Request
Reproduce the following data line for line, without changing any character.

Input data
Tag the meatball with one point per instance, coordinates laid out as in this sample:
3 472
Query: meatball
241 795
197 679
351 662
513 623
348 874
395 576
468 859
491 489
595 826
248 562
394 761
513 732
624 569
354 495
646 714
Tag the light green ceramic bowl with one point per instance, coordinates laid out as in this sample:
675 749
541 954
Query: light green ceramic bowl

Solution for this problem
Tag the meatball with one point per instance, coordinates laid out as in this sample:
3 472
Query: meatball
241 795
197 679
351 662
513 623
348 874
395 576
468 859
491 489
595 826
248 562
394 761
513 732
624 569
354 495
646 714
Tag the light green ceramic bowl with one point per instance, coordinates laid out as in this sample:
675 749
541 954
Query: light green ceramic bowl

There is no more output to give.